**What this task involves:**
List every line in the items below that contains the word "rock".

↓

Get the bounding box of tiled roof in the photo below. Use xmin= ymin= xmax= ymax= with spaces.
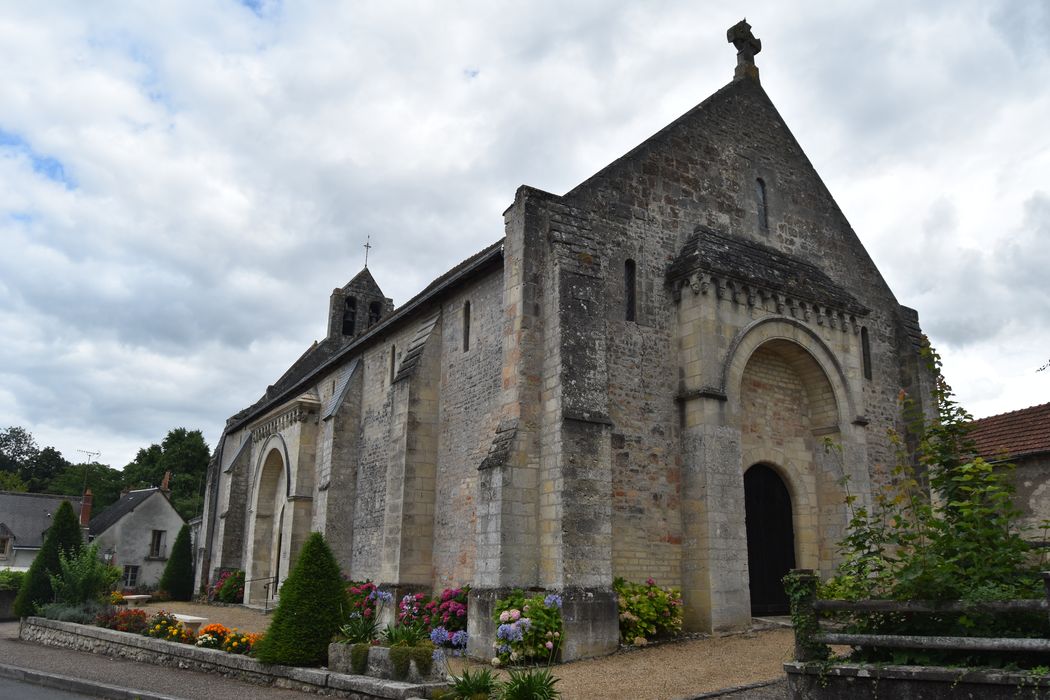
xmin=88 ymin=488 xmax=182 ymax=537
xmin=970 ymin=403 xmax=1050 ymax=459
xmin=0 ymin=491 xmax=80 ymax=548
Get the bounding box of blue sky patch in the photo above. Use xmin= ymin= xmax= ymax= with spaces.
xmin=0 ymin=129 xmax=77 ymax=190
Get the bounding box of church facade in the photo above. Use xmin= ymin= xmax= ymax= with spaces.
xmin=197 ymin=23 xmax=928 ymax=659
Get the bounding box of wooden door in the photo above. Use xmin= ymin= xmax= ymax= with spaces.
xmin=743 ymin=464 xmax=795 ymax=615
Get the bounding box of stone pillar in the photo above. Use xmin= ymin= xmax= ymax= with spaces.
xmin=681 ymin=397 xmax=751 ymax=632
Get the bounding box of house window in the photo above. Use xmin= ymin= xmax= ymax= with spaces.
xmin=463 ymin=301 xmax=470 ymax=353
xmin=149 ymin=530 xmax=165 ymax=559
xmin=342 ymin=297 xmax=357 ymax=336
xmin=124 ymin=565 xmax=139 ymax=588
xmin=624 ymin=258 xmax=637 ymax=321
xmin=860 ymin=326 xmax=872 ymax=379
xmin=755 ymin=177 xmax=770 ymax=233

↑
↓

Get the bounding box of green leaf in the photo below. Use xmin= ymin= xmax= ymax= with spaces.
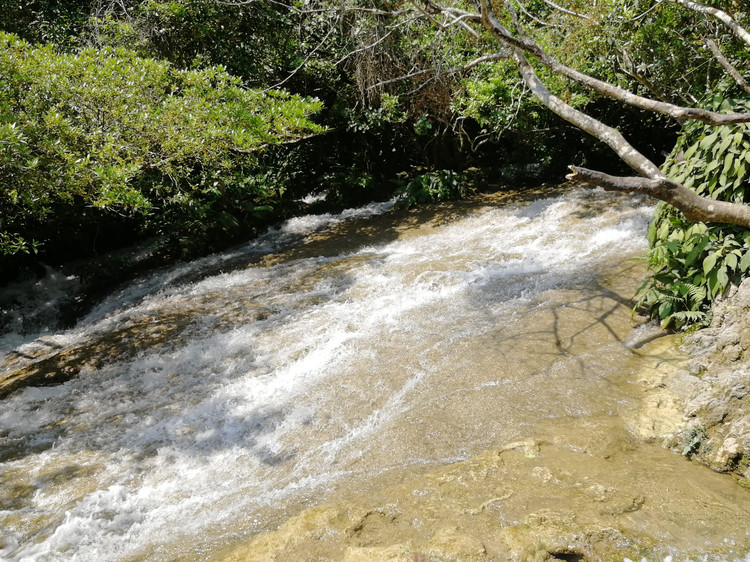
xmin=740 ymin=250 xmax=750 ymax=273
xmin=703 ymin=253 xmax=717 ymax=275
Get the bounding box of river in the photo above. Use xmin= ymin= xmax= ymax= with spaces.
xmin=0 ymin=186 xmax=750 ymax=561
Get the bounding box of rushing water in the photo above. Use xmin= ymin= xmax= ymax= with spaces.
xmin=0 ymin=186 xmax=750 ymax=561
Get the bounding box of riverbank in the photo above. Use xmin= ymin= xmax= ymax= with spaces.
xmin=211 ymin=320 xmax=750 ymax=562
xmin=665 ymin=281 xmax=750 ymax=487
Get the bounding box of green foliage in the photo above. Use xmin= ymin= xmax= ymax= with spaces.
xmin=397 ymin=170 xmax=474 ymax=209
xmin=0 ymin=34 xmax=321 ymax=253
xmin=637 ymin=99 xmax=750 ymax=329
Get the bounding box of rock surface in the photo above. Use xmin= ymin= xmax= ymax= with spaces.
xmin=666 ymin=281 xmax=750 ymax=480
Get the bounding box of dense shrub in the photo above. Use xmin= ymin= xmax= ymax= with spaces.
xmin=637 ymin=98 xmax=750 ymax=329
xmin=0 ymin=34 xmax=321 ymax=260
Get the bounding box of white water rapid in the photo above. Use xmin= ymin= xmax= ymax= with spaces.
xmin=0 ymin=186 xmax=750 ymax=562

↑
↓

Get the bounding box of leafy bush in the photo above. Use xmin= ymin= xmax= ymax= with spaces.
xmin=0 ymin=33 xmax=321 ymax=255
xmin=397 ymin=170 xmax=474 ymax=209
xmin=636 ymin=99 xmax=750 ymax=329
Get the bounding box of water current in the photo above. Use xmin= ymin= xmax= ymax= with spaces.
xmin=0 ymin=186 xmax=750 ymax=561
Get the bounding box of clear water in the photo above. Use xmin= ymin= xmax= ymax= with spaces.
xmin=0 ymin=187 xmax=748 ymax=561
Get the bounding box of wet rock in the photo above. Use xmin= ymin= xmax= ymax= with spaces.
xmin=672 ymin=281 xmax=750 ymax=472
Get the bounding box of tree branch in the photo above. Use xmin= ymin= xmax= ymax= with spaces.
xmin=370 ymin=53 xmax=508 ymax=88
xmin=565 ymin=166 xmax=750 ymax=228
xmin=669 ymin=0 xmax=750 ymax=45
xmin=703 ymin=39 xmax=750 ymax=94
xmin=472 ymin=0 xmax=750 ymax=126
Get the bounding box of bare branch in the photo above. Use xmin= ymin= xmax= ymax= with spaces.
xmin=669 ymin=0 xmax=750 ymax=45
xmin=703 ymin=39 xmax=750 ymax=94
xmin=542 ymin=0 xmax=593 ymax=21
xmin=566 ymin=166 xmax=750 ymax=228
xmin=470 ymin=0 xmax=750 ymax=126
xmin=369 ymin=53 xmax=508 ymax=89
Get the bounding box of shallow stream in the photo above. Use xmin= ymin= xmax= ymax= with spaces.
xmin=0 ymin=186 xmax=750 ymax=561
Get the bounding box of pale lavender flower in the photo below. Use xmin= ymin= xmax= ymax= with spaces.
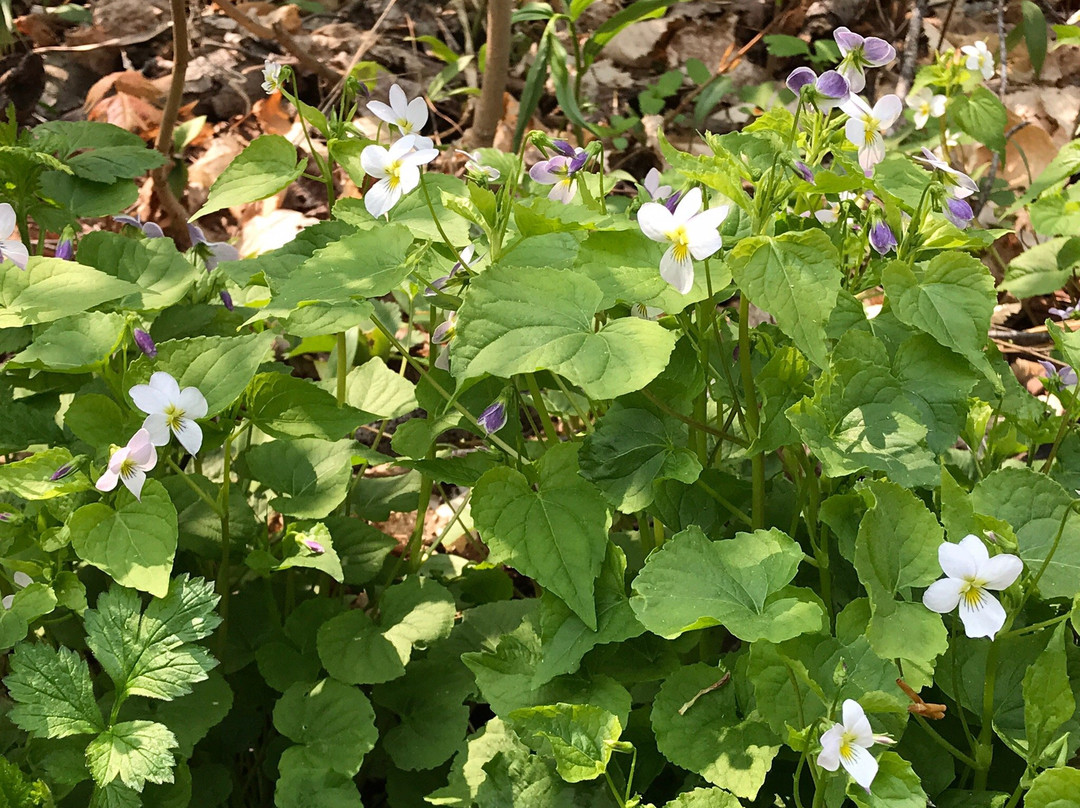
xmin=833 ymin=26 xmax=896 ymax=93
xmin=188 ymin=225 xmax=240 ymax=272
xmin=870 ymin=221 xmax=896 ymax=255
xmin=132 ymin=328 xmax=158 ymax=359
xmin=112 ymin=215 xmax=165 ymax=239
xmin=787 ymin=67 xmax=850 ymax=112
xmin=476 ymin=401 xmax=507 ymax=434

↑

**Solution for this task:**
Get the bounding box of rock surface in the photo above. Use xmin= ymin= xmax= ymax= with spaces.
Get the bounding box of wet rock in the photo above. Use xmin= ymin= xmax= ymax= with spaces.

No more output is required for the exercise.